_Required work_.
Convert the entries from the line containing "Target: motorcycle frame" through the end of the entries, both ends included, into a two-column CSV with the header text,answer. Give one row per entry, put each value in its own quoted field, and replace line breaks inside a value with spaces.
>> Begin
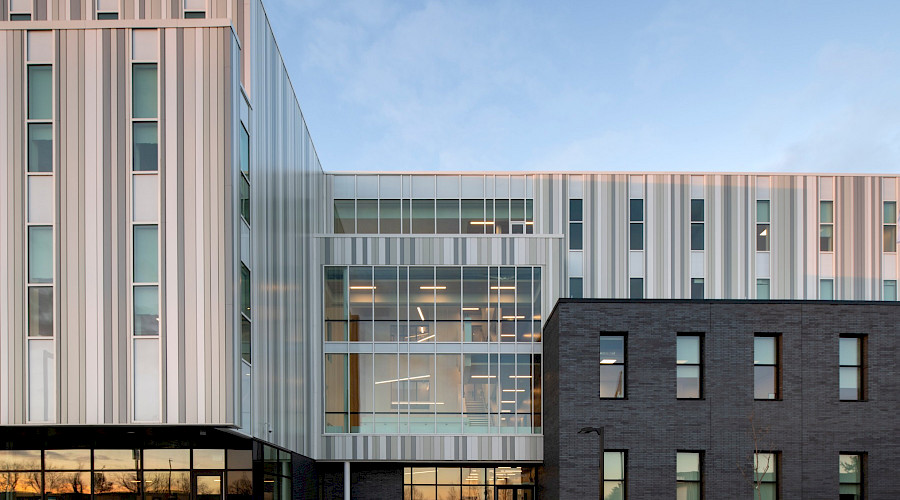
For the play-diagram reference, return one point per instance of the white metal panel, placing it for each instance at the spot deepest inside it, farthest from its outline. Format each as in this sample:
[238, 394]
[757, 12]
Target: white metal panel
[826, 265]
[636, 264]
[40, 46]
[145, 46]
[698, 264]
[763, 264]
[635, 186]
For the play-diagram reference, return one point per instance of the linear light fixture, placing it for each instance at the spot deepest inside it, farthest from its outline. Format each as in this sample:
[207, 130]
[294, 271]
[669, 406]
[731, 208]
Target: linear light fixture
[419, 377]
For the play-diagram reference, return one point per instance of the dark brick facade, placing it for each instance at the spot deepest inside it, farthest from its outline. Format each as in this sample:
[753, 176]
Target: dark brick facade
[809, 426]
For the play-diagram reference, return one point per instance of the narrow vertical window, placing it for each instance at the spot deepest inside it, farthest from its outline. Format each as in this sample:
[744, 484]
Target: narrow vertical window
[637, 288]
[890, 289]
[612, 366]
[697, 288]
[851, 368]
[766, 363]
[689, 366]
[890, 226]
[765, 475]
[762, 225]
[826, 226]
[697, 219]
[826, 289]
[613, 475]
[636, 221]
[688, 475]
[850, 474]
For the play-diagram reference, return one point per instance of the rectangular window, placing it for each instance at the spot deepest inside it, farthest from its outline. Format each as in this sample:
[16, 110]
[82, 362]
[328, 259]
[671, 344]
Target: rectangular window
[613, 475]
[245, 151]
[40, 311]
[40, 92]
[146, 254]
[765, 475]
[766, 364]
[689, 366]
[697, 289]
[40, 147]
[145, 92]
[890, 226]
[852, 357]
[612, 366]
[688, 475]
[636, 218]
[850, 474]
[637, 288]
[576, 288]
[826, 226]
[146, 147]
[40, 254]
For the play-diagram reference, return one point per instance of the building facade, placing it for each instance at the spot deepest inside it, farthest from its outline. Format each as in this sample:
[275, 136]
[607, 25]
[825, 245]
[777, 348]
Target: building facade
[690, 395]
[177, 270]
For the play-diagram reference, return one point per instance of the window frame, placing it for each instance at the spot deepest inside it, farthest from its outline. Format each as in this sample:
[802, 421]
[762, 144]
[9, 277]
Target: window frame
[623, 364]
[861, 348]
[699, 364]
[776, 365]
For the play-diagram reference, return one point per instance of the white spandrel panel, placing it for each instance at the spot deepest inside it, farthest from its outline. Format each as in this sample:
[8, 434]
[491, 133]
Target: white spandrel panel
[146, 380]
[40, 199]
[41, 380]
[145, 201]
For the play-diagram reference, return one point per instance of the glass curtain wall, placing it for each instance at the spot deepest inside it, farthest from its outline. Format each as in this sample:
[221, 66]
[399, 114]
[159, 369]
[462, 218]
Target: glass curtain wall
[416, 377]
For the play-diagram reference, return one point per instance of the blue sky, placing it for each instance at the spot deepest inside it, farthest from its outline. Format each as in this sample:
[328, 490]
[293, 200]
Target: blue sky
[796, 86]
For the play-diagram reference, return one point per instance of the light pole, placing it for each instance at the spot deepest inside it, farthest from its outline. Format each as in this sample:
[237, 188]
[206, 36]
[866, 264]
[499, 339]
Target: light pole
[599, 432]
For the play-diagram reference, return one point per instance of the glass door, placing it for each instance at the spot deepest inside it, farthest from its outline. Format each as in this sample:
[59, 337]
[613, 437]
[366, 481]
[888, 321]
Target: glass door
[207, 485]
[515, 492]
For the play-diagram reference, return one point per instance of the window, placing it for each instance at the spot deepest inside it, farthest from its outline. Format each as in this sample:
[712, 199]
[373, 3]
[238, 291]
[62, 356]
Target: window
[852, 387]
[612, 366]
[575, 225]
[762, 225]
[697, 218]
[613, 475]
[689, 366]
[636, 218]
[766, 362]
[826, 226]
[765, 475]
[890, 226]
[637, 288]
[688, 475]
[576, 288]
[697, 291]
[850, 474]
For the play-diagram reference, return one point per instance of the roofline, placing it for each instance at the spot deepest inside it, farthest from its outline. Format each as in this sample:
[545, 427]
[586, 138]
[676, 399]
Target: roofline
[597, 172]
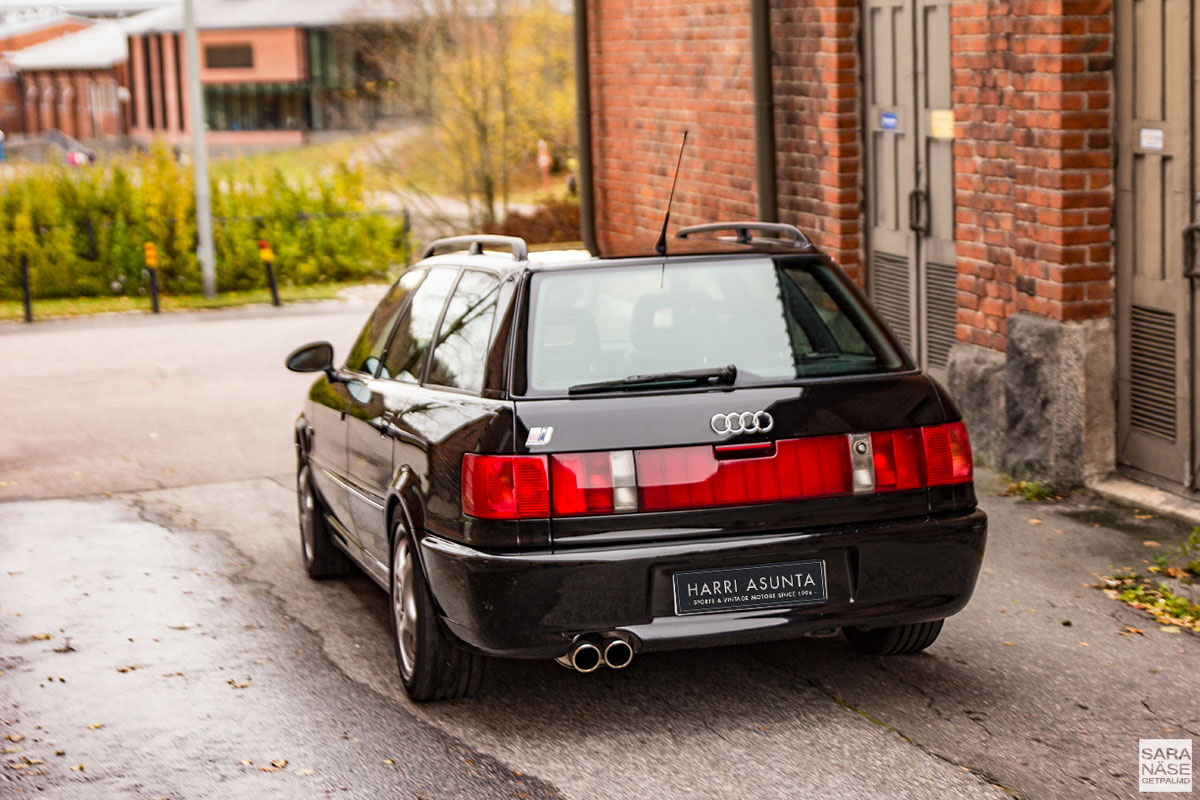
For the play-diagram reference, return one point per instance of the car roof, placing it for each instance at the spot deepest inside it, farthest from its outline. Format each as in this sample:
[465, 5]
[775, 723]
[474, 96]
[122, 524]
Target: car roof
[553, 258]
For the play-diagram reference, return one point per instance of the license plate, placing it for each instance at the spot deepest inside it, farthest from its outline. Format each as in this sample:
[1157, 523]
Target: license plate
[741, 588]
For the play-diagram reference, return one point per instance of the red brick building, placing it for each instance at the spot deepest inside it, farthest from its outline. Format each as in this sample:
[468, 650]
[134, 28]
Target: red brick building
[17, 32]
[269, 77]
[75, 83]
[960, 158]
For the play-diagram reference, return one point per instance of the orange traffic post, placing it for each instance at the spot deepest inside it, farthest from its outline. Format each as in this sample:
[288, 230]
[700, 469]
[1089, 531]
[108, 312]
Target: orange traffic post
[153, 275]
[268, 258]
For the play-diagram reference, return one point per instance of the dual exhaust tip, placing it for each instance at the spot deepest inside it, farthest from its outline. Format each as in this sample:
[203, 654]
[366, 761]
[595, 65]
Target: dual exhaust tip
[587, 655]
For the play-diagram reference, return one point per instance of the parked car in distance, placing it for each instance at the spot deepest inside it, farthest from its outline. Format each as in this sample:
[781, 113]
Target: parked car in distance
[558, 456]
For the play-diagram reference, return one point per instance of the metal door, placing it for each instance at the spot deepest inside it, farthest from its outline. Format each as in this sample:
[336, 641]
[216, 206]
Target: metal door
[910, 152]
[1156, 305]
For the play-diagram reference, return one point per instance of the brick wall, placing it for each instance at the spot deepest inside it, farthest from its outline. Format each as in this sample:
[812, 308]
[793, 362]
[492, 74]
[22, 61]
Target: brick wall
[817, 120]
[658, 68]
[1033, 162]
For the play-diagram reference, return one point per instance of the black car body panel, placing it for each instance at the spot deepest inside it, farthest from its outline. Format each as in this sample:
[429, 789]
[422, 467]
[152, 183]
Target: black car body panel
[528, 587]
[533, 603]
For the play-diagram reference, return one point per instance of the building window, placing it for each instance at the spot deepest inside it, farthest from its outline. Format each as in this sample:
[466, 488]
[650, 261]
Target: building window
[229, 56]
[255, 107]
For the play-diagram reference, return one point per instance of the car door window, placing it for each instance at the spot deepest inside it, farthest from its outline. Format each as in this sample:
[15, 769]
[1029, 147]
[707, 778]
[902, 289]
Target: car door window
[369, 347]
[461, 350]
[406, 354]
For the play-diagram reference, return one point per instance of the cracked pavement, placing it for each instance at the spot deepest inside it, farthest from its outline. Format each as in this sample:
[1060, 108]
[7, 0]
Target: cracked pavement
[150, 527]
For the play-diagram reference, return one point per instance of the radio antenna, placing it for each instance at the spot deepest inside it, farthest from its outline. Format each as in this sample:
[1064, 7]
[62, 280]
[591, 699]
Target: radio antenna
[661, 246]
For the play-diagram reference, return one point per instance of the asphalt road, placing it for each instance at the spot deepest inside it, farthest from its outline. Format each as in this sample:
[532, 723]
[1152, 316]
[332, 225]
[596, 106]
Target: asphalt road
[149, 535]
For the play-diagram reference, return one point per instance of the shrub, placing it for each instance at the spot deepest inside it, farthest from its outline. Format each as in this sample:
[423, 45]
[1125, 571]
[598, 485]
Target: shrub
[555, 221]
[84, 230]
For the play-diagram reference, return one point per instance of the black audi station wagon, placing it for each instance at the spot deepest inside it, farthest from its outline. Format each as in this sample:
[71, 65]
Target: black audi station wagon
[555, 455]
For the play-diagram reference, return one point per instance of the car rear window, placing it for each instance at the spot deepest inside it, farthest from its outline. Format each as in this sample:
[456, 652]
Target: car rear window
[777, 320]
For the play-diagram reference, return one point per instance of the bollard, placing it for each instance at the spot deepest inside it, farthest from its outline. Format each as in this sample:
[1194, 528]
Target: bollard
[25, 295]
[153, 274]
[268, 257]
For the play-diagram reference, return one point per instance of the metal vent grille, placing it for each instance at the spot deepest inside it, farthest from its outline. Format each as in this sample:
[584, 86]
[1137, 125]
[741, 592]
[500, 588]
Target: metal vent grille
[941, 311]
[889, 292]
[1152, 402]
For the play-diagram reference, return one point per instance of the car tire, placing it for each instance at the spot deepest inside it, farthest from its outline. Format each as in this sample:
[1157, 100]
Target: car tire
[432, 666]
[895, 641]
[322, 558]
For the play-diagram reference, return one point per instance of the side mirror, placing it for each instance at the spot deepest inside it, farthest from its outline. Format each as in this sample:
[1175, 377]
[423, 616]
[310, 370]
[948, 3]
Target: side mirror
[317, 356]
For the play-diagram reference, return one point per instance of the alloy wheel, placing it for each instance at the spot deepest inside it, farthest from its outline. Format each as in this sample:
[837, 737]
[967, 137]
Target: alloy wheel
[403, 606]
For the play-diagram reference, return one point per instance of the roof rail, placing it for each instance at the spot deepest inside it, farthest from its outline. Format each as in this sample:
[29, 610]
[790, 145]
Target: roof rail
[475, 245]
[743, 232]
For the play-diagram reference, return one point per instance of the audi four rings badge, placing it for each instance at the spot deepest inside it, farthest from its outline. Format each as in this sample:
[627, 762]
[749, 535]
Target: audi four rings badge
[743, 422]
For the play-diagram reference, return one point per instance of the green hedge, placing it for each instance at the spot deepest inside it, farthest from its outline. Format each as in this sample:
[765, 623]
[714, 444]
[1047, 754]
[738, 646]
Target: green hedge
[84, 229]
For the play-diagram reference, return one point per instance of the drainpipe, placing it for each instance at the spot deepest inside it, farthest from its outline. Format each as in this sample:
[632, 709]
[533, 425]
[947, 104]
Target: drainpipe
[763, 110]
[583, 122]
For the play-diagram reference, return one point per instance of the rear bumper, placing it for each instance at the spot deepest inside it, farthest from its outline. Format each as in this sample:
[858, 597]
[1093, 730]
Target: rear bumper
[533, 603]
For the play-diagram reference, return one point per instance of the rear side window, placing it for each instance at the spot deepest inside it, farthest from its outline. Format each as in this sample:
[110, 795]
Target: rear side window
[773, 319]
[369, 347]
[461, 352]
[406, 354]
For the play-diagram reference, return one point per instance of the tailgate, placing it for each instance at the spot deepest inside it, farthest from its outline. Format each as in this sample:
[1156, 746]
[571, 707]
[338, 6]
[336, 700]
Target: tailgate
[729, 461]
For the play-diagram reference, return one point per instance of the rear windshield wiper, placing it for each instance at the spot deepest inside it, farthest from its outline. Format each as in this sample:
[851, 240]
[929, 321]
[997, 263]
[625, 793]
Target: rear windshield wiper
[720, 376]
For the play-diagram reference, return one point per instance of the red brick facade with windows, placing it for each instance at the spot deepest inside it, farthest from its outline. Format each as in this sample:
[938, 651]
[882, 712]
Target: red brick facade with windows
[1032, 86]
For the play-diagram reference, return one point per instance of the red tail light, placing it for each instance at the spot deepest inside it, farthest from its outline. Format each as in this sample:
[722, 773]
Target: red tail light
[947, 453]
[703, 476]
[505, 487]
[582, 483]
[693, 477]
[898, 459]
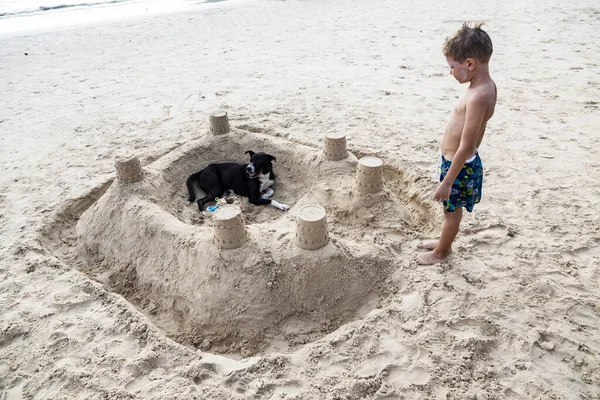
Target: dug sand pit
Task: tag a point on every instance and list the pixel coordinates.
(265, 292)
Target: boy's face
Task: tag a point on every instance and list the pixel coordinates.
(461, 71)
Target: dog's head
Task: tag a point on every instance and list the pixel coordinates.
(260, 163)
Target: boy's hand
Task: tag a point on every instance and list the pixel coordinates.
(442, 192)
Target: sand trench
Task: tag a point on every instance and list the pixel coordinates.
(142, 241)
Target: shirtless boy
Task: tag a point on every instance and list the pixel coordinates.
(468, 53)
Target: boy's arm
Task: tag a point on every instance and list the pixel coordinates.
(475, 113)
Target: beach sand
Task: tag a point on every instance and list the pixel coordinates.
(514, 315)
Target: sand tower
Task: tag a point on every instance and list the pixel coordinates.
(229, 227)
(311, 227)
(219, 122)
(369, 176)
(129, 169)
(335, 147)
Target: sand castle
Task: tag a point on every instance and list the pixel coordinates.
(246, 277)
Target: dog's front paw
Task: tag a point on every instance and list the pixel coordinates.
(283, 207)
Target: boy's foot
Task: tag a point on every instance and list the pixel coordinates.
(427, 244)
(429, 258)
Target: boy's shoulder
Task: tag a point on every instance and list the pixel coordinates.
(485, 93)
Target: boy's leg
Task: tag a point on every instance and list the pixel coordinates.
(449, 231)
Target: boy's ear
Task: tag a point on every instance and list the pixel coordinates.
(471, 62)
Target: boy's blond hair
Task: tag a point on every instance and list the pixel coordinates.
(469, 42)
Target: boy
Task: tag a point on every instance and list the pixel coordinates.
(468, 53)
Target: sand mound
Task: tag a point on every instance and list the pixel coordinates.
(144, 242)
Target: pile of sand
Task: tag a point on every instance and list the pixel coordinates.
(142, 242)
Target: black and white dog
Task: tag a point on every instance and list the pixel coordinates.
(250, 180)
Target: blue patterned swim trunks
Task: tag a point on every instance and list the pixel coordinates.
(466, 189)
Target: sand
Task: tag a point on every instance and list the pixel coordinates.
(513, 315)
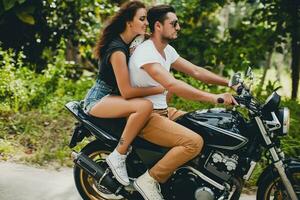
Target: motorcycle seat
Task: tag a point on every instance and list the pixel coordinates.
(108, 129)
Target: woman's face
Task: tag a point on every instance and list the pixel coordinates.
(139, 23)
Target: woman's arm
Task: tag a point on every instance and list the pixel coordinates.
(118, 61)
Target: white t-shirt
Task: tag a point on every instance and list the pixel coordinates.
(146, 53)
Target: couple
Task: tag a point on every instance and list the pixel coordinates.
(122, 82)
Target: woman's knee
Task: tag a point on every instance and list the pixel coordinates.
(144, 106)
(195, 144)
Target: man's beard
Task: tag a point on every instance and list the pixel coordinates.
(167, 39)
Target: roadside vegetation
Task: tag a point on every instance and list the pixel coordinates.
(49, 63)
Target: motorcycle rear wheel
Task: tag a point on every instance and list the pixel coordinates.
(273, 189)
(86, 185)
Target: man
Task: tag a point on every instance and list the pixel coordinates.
(149, 66)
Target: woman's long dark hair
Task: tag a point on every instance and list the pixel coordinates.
(116, 25)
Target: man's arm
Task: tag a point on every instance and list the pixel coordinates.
(198, 73)
(180, 88)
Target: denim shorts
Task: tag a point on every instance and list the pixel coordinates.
(99, 90)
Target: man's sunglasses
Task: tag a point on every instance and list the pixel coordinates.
(174, 23)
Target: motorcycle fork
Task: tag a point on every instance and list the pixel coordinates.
(277, 161)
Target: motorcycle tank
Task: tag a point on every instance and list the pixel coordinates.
(218, 127)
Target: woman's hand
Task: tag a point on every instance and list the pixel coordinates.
(160, 89)
(225, 98)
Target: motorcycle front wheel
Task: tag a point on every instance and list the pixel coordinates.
(273, 188)
(86, 185)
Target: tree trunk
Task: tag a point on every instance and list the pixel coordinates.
(263, 78)
(295, 48)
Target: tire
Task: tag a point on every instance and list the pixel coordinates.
(273, 188)
(87, 185)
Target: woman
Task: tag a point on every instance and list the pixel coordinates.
(112, 95)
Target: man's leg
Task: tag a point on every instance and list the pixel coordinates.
(184, 143)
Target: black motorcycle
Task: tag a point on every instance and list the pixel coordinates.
(233, 146)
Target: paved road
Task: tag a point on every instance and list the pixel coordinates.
(21, 182)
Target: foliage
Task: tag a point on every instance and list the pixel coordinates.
(21, 89)
(35, 26)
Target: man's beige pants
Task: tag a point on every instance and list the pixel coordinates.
(184, 143)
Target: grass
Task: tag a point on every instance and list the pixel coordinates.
(36, 137)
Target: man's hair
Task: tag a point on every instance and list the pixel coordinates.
(158, 13)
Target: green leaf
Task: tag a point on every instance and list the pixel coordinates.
(8, 4)
(21, 1)
(25, 17)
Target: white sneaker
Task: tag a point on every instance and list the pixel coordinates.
(117, 164)
(148, 187)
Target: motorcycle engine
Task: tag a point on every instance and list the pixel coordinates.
(185, 184)
(221, 165)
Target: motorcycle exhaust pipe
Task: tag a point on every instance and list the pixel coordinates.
(98, 173)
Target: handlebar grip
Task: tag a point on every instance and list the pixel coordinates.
(220, 100)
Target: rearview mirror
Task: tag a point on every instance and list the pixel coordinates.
(235, 79)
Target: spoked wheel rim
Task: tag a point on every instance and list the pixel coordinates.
(90, 186)
(277, 191)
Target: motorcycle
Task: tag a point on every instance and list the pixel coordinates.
(234, 144)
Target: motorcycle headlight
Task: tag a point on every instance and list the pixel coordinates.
(284, 118)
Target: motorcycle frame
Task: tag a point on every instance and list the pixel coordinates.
(278, 163)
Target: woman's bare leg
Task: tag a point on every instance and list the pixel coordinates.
(137, 110)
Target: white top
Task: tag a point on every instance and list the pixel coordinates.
(146, 53)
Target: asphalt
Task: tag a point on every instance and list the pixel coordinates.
(22, 182)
>> End
_Worked answer_.
text,answer
"Target: motorcycle frame Task: tag a point on every instance and list the pixel coordinates.","(278, 163)"
"Target: woman's bare leg Task: tag a point on every instance and list the pixel coordinates.","(137, 110)"
"Target: white top Task: tag a point on every instance and list the pixel coordinates.","(146, 53)"
"Target: asphalt Task: tag a point on every instance and list the pixel coordinates.","(22, 182)"